### Do this
Reproduce verbatim every line from the one containing "Prove the wooden" through the last line of the rows below, including both of those lines.
::::::::::
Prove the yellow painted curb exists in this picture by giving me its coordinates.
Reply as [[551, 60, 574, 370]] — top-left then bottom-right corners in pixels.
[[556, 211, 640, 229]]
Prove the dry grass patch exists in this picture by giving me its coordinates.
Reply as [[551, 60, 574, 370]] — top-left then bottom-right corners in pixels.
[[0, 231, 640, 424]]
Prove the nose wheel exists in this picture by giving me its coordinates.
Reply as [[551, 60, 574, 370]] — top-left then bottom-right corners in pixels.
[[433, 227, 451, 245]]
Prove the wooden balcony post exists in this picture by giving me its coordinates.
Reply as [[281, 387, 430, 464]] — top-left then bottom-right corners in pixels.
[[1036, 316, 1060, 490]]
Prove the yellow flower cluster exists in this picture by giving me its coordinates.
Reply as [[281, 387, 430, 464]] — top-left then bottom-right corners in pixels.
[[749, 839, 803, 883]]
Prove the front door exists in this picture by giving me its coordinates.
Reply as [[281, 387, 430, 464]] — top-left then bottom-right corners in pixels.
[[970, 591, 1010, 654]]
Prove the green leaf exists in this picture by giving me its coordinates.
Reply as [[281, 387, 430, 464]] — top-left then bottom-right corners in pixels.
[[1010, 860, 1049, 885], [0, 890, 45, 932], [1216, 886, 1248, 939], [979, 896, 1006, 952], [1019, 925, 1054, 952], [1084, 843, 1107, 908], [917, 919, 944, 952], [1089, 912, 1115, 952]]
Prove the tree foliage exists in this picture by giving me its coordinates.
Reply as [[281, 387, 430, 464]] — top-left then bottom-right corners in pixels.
::::::::::
### Output
Prove the wooden balcony post exists in this picture by giving me its coordinates.
Reply as [[281, 387, 430, 464]] — top-left then bottom-right corners in pixels.
[[1036, 316, 1060, 490]]
Prove the yellow flower cluster exists in this picture by giving me its coordinates.
Reply as [[281, 387, 430, 464]] — top-left then bottom-right corners in pixels.
[[749, 839, 803, 883]]
Prove the front door exists in this picture by giving me its coordinates.
Reply as [[281, 387, 430, 464]] — top-left then bottom-right corners in pixels.
[[970, 591, 1010, 654]]
Prove the green leaf exists in this picture by giving me its coordinates.
Reply as [[281, 387, 430, 464]] — top-left then bottom-right corners in pixels.
[[1010, 860, 1049, 885], [0, 890, 45, 932], [1216, 886, 1248, 939], [979, 896, 1006, 952], [1019, 925, 1054, 952], [1084, 843, 1107, 908], [917, 919, 944, 952], [1089, 912, 1115, 952]]
Prove the tree foliage exists in this picture by giving me its coordinates.
Reply as [[281, 387, 430, 464]] — top-left then bottom-right corners in pixels.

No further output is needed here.